Coordinate annotation entries:
+--

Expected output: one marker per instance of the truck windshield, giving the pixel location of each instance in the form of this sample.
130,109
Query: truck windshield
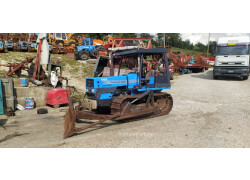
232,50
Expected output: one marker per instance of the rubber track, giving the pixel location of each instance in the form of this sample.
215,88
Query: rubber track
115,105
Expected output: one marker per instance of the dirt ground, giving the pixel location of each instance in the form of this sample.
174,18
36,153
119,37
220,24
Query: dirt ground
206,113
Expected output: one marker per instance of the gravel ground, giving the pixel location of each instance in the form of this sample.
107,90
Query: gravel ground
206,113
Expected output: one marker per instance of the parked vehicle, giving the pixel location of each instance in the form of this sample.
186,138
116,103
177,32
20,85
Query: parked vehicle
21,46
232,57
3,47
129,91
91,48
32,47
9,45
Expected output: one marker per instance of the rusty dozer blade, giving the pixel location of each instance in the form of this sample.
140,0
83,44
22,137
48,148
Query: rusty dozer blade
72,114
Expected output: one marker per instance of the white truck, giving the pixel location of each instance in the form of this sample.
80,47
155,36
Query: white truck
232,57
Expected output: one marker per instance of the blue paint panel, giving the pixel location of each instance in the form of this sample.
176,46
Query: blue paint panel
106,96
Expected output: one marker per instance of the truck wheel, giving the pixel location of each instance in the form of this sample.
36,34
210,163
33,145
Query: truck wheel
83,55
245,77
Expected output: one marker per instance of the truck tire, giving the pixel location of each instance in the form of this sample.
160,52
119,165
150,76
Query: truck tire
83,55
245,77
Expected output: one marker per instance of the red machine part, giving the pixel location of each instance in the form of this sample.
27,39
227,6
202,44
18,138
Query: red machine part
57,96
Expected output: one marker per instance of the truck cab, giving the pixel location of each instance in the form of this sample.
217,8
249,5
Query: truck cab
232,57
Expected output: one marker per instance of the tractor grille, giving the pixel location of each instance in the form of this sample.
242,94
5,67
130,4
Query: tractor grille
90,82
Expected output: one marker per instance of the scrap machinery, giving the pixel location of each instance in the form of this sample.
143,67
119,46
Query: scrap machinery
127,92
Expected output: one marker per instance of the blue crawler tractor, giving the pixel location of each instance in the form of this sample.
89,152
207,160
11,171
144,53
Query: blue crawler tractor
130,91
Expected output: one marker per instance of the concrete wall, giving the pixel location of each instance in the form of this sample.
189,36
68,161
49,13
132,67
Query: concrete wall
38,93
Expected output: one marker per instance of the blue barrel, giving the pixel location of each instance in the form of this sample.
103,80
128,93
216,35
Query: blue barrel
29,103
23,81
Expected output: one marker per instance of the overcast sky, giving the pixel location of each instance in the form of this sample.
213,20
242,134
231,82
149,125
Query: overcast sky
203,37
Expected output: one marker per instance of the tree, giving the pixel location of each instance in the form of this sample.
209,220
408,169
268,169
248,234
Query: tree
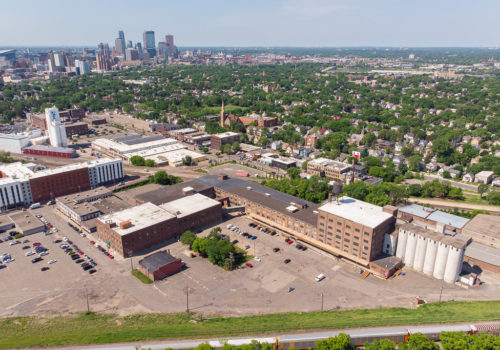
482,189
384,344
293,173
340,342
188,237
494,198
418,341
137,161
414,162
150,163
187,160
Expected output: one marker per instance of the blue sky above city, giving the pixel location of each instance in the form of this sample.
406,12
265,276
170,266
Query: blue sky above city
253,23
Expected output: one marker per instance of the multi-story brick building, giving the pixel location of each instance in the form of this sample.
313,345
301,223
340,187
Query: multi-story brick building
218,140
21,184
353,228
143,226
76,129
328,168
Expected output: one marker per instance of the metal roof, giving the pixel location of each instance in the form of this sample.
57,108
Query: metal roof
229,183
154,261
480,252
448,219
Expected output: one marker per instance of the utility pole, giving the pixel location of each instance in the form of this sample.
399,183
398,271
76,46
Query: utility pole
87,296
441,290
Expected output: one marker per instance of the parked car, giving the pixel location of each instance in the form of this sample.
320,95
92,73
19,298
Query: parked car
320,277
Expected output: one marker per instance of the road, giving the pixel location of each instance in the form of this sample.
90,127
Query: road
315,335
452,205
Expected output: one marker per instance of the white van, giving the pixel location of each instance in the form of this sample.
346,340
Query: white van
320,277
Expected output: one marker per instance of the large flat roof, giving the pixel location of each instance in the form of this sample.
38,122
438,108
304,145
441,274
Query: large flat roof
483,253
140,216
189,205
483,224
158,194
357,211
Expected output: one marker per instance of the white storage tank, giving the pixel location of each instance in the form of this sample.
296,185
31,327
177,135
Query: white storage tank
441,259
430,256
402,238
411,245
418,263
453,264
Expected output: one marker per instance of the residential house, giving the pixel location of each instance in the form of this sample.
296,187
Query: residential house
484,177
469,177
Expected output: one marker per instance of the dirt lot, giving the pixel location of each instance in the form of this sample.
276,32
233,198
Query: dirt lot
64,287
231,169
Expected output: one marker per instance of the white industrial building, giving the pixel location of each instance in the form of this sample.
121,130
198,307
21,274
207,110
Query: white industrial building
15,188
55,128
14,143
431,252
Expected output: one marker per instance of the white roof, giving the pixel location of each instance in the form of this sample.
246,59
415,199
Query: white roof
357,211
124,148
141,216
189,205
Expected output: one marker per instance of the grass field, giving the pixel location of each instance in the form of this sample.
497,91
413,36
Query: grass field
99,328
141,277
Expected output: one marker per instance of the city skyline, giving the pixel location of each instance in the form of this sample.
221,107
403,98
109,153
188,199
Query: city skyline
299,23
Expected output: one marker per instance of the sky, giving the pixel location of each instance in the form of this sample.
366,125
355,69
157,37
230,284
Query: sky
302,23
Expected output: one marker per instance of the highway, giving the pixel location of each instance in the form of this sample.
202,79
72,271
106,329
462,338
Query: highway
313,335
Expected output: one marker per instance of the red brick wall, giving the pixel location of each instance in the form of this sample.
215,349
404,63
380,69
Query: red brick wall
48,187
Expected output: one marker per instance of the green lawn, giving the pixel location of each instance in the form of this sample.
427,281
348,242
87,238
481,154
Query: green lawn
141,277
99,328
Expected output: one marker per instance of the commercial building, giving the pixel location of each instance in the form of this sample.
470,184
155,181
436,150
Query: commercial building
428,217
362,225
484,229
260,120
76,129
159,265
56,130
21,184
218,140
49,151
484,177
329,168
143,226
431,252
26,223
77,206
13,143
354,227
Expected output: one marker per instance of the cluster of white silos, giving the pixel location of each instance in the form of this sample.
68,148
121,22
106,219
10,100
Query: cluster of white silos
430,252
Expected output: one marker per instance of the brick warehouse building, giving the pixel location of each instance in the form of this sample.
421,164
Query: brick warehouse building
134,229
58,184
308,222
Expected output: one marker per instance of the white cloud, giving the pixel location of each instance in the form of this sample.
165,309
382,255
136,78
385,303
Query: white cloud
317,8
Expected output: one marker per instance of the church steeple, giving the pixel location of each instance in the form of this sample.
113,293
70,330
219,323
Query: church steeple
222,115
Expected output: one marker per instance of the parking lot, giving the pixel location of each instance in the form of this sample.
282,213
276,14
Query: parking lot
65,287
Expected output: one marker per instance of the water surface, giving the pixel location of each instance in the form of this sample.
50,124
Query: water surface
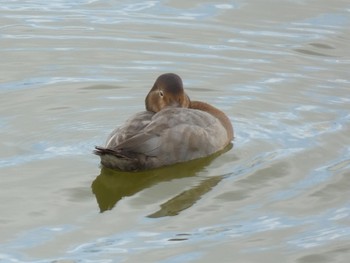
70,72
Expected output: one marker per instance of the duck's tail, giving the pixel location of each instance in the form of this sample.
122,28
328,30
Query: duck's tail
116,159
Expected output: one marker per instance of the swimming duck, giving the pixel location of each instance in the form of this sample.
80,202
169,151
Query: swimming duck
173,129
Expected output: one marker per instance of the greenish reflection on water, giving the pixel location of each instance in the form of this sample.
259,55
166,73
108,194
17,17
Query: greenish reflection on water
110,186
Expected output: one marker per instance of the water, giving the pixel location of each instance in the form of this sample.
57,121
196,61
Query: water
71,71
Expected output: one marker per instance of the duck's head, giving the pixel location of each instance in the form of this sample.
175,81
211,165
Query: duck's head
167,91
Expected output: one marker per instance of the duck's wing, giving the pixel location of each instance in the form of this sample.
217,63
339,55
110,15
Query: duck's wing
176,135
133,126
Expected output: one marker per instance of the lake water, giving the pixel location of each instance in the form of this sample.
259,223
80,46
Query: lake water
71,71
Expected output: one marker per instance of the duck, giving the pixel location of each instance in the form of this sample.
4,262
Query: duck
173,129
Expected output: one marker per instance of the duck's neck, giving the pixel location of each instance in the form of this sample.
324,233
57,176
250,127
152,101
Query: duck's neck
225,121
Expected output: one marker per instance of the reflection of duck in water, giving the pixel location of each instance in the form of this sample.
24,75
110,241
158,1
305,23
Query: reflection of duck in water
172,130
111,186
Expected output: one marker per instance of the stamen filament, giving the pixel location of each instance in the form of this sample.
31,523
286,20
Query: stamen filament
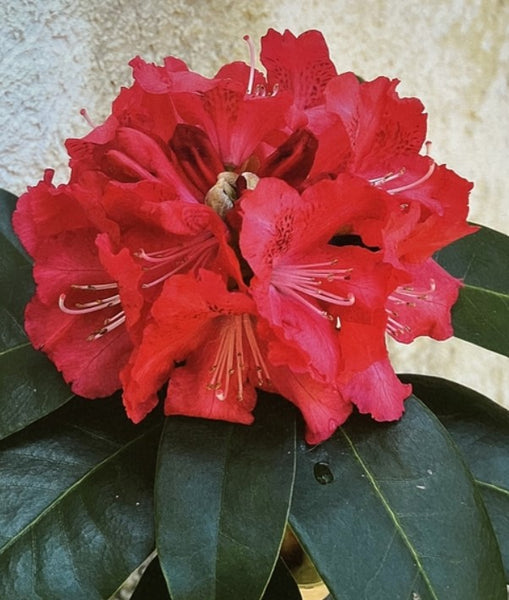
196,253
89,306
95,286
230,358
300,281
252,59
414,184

+--

● Exercise aim
Copy, unchanged, everything from the line containing "duck's head, giving" down to the end of the entries, including both of those end points. Leave the pictures out.

● Result below
Expected output: one marker per instance of the duck's head, giving the pixel location of each instance in the form of this sample.
175,81
211,165
Query: duck's head
167,91
Expected output: one marker per instance of the duck's wing, giving the pixel location of each instance in the form of this sample.
217,63
339,55
110,15
Query: duck's wing
176,135
133,126
Expected output: one marker per instance of the lake water, giving the pixel location of each instance in the form of this sample.
259,223
80,46
Query: lake water
71,71
Expected output: one marker per instance of the duck, giving the pixel location of each instance in the form of this sample.
4,262
Query: duck
173,129
Expected output: one marker per instance of the duck's neck, giving the pixel location of each instance in the form of this sample.
324,233
57,176
250,127
152,101
Query: duck's neck
225,121
Expected output: one marker per instance of the reflection of duck in water, giving the pixel location of each instance in the form of this sample.
24,75
110,241
158,1
305,23
Query: reflection of duck in water
172,130
111,186
Expected output: one marker per instance of the stamen filament, giving the pixel location of each instance in the form of this sample.
31,523
286,20
Query: stamen filament
196,253
89,306
95,286
230,358
300,281
252,59
414,184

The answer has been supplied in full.